— start The data —
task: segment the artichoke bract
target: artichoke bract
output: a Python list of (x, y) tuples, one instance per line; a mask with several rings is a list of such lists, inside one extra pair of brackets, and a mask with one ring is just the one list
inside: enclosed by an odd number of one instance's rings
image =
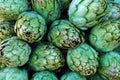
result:
[(107, 52), (100, 56), (98, 73), (105, 80), (120, 80), (120, 54)]
[(17, 20), (18, 15), (28, 10), (27, 0), (0, 0), (0, 19)]
[(119, 3), (120, 4), (120, 0), (107, 0), (109, 2), (115, 2), (115, 3)]
[(107, 14), (103, 17), (102, 21), (120, 19), (120, 4), (110, 2), (106, 12)]
[(83, 76), (96, 73), (98, 67), (98, 53), (88, 44), (83, 43), (67, 52), (68, 67)]
[(60, 80), (87, 80), (87, 79), (76, 72), (68, 72), (65, 73)]
[(31, 53), (30, 46), (14, 36), (0, 43), (0, 62), (7, 67), (23, 66)]
[(3, 69), (5, 67), (6, 67), (5, 64), (3, 64), (3, 63), (0, 62), (0, 69)]
[(34, 43), (43, 38), (47, 27), (41, 15), (36, 12), (23, 12), (19, 15), (14, 30), (20, 39)]
[(106, 80), (106, 79), (103, 79), (98, 73), (96, 73), (95, 75), (90, 77), (88, 80)]
[(98, 51), (112, 51), (120, 45), (120, 22), (107, 21), (96, 25), (90, 32), (89, 41)]
[(14, 26), (8, 21), (0, 21), (0, 42), (14, 36)]
[(61, 51), (50, 43), (41, 43), (33, 51), (29, 66), (34, 71), (54, 71), (64, 66)]
[(45, 18), (47, 23), (60, 17), (59, 0), (32, 0), (32, 6), (35, 11)]
[(99, 23), (106, 13), (106, 0), (72, 0), (68, 15), (69, 20), (77, 28), (87, 30)]
[(84, 33), (67, 20), (56, 20), (50, 27), (48, 39), (57, 47), (74, 48), (84, 42)]
[(63, 10), (69, 7), (69, 4), (72, 0), (59, 0)]
[(28, 80), (28, 73), (19, 68), (4, 68), (0, 70), (0, 80)]
[(58, 80), (58, 78), (53, 72), (41, 71), (33, 74), (31, 80)]

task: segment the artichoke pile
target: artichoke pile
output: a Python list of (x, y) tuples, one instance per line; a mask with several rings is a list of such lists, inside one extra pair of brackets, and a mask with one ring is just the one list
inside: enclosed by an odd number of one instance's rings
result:
[(0, 80), (120, 80), (120, 0), (1, 0)]

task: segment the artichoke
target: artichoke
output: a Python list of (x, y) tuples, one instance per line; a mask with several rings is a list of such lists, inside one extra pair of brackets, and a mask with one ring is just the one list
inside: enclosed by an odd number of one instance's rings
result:
[(48, 39), (57, 47), (68, 49), (74, 48), (84, 42), (84, 33), (79, 31), (67, 20), (56, 20), (51, 25)]
[(105, 80), (120, 80), (120, 54), (107, 52), (100, 56), (98, 73)]
[(106, 13), (106, 0), (72, 0), (68, 15), (69, 20), (79, 29), (88, 28), (99, 23)]
[(28, 10), (27, 0), (0, 0), (0, 19), (17, 20), (18, 15)]
[(44, 18), (36, 12), (21, 13), (14, 27), (17, 36), (28, 43), (39, 42), (46, 29)]
[(106, 10), (107, 14), (103, 17), (103, 22), (108, 20), (118, 20), (120, 19), (120, 4), (110, 2)]
[(68, 72), (65, 73), (60, 80), (87, 80), (87, 79), (76, 72)]
[(50, 71), (37, 72), (32, 76), (31, 80), (58, 80), (56, 75)]
[(103, 79), (99, 74), (95, 74), (88, 80), (106, 80), (106, 79)]
[(66, 10), (66, 8), (69, 7), (69, 4), (72, 0), (60, 0), (61, 7), (63, 10)]
[(6, 67), (5, 64), (3, 64), (3, 63), (0, 62), (0, 69), (3, 69), (5, 67)]
[(34, 71), (54, 71), (64, 66), (60, 50), (50, 43), (41, 43), (33, 51), (29, 66)]
[(30, 46), (16, 36), (0, 43), (0, 62), (7, 67), (23, 66), (29, 59)]
[(120, 0), (107, 0), (108, 2), (115, 2), (120, 4)]
[(90, 32), (89, 41), (99, 51), (112, 51), (120, 44), (120, 22), (107, 21), (95, 26)]
[(59, 0), (32, 0), (32, 6), (45, 18), (47, 23), (60, 17)]
[(28, 80), (28, 74), (19, 68), (4, 68), (0, 70), (0, 80)]
[(83, 43), (67, 52), (68, 67), (84, 76), (96, 73), (98, 67), (98, 53), (88, 44)]
[(8, 21), (0, 21), (0, 42), (14, 35), (14, 26)]

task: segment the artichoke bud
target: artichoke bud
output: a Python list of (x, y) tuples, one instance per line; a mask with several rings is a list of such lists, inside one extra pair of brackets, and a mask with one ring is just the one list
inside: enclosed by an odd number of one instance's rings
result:
[(98, 51), (112, 51), (120, 45), (120, 22), (110, 20), (96, 25), (90, 32), (89, 41)]
[(13, 36), (0, 43), (0, 62), (7, 67), (23, 66), (29, 59), (31, 47)]
[(94, 75), (98, 67), (98, 53), (83, 43), (67, 52), (68, 67), (83, 76)]
[(84, 32), (67, 20), (56, 20), (50, 27), (48, 40), (63, 49), (74, 48), (84, 42)]

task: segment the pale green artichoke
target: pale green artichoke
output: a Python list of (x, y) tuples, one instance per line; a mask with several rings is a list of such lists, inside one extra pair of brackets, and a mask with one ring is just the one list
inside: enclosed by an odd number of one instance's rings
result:
[(0, 70), (0, 80), (28, 80), (28, 73), (19, 68), (4, 68)]
[(98, 73), (96, 73), (95, 75), (90, 77), (88, 80), (106, 80), (106, 79), (103, 79)]
[(107, 21), (95, 26), (90, 32), (89, 41), (99, 51), (112, 51), (120, 45), (120, 22)]
[(59, 0), (62, 10), (66, 10), (72, 0)]
[(32, 76), (31, 80), (58, 80), (56, 75), (50, 71), (37, 72)]
[(47, 23), (60, 17), (59, 0), (31, 0), (35, 11), (41, 14)]
[(14, 27), (17, 36), (28, 43), (39, 42), (46, 29), (44, 18), (36, 12), (21, 13)]
[(98, 73), (105, 80), (120, 80), (120, 54), (107, 52), (100, 56)]
[(120, 4), (110, 2), (109, 6), (106, 10), (106, 16), (102, 18), (102, 21), (108, 21), (108, 20), (118, 20), (120, 19)]
[(99, 23), (106, 14), (106, 0), (72, 0), (68, 15), (69, 20), (79, 29), (87, 30)]
[(68, 72), (62, 75), (60, 80), (87, 80), (87, 79), (76, 72)]
[(83, 43), (67, 53), (68, 67), (84, 76), (96, 73), (98, 67), (98, 53), (88, 44)]
[(7, 67), (23, 66), (31, 53), (30, 46), (16, 36), (0, 43), (0, 62)]
[(28, 10), (27, 0), (0, 0), (0, 19), (17, 20), (18, 15)]
[(57, 47), (74, 48), (84, 42), (84, 33), (67, 20), (56, 20), (50, 27), (48, 39)]
[(14, 36), (14, 25), (8, 21), (0, 21), (0, 42)]
[(39, 44), (32, 52), (29, 66), (34, 71), (55, 71), (64, 66), (60, 50), (50, 43)]
[(119, 3), (120, 4), (120, 0), (107, 0), (109, 2), (115, 2), (115, 3)]

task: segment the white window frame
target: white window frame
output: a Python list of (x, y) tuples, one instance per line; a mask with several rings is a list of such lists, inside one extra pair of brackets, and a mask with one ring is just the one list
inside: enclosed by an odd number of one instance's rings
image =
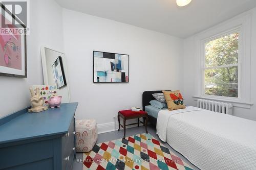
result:
[[(240, 83), (240, 76), (241, 76), (241, 51), (240, 51), (240, 45), (241, 45), (241, 41), (240, 39), (242, 39), (242, 36), (240, 36), (241, 32), (241, 30), (242, 28), (241, 27), (238, 27), (237, 28), (236, 28), (233, 29), (231, 29), (230, 30), (228, 30), (224, 33), (221, 33), (220, 34), (219, 34), (218, 35), (216, 35), (215, 36), (213, 36), (212, 37), (210, 37), (209, 38), (206, 39), (202, 41), (202, 48), (203, 49), (203, 59), (202, 59), (202, 60), (203, 62), (203, 65), (202, 66), (201, 68), (201, 71), (202, 71), (202, 80), (201, 82), (202, 83), (202, 94), (203, 95), (205, 96), (207, 98), (220, 98), (222, 99), (227, 99), (227, 100), (236, 100), (236, 99), (241, 99), (241, 90), (240, 90), (240, 87), (241, 87), (241, 83)], [(231, 34), (234, 33), (238, 33), (239, 35), (239, 44), (238, 44), (238, 64), (229, 64), (227, 65), (225, 65), (225, 66), (212, 66), (212, 67), (205, 67), (205, 45), (207, 43), (216, 40), (217, 39), (222, 38), (223, 37), (230, 35)], [(228, 96), (220, 96), (220, 95), (209, 95), (209, 94), (205, 94), (205, 70), (206, 69), (215, 69), (215, 68), (223, 68), (223, 67), (231, 67), (231, 66), (237, 66), (238, 69), (238, 98), (233, 98), (233, 97), (228, 97)]]
[[(250, 108), (250, 58), (251, 13), (238, 16), (195, 36), (195, 55), (200, 64), (198, 75), (195, 75), (197, 94), (194, 99), (205, 99), (229, 102), (234, 106)], [(223, 37), (239, 31), (238, 98), (231, 98), (204, 94), (205, 44), (211, 40)]]

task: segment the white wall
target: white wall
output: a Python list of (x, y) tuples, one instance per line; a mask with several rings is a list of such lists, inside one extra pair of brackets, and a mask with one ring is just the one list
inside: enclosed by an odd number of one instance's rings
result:
[[(112, 123), (118, 110), (142, 107), (144, 91), (183, 89), (182, 39), (67, 9), (63, 23), (77, 119)], [(129, 54), (130, 82), (93, 83), (93, 50)]]
[[(240, 17), (247, 14), (251, 14), (251, 78), (250, 103), (254, 104), (250, 109), (234, 107), (233, 114), (239, 117), (256, 120), (256, 8), (249, 11), (234, 18)], [(234, 18), (231, 19), (232, 20)], [(200, 35), (202, 33), (197, 34)], [(196, 101), (193, 95), (198, 95), (198, 85), (200, 81), (196, 75), (200, 72), (200, 62), (196, 54), (195, 36), (188, 37), (184, 40), (184, 98), (187, 104), (196, 106)]]
[(0, 117), (30, 106), (29, 88), (43, 84), (40, 47), (63, 51), (62, 8), (54, 0), (30, 1), (27, 78), (0, 77)]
— end The data —
→ **Direction**: Reproduce the stretch of rows from the start through the line containing "62), (0, 69)]", including both ends, and omit the pictures from your copy.

→ **Final result**:
task: segment the artichoke bract
target: artichoke bract
output: a Python list of (x, y) tuples, one instance per line; a mask with several rings is a list of such lists, inside one extra pair of brackets, and a mask with one ring is just the one list
inside: enclosed by an odd number of one instance's rings
image =
result:
[(107, 52), (100, 56), (98, 73), (105, 80), (120, 80), (120, 54)]
[(17, 20), (18, 15), (28, 10), (27, 0), (0, 0), (0, 19)]
[(119, 3), (120, 4), (120, 0), (107, 0), (109, 2), (115, 2), (115, 3)]
[(107, 14), (103, 17), (102, 21), (120, 19), (120, 4), (110, 2), (106, 12)]
[(83, 76), (96, 73), (98, 67), (98, 53), (88, 44), (83, 43), (67, 52), (68, 67)]
[(60, 80), (87, 80), (87, 79), (76, 72), (68, 72), (65, 73)]
[(31, 53), (30, 46), (14, 36), (0, 43), (0, 62), (7, 67), (23, 66)]
[(3, 69), (5, 67), (6, 67), (5, 64), (3, 64), (3, 63), (0, 62), (0, 69)]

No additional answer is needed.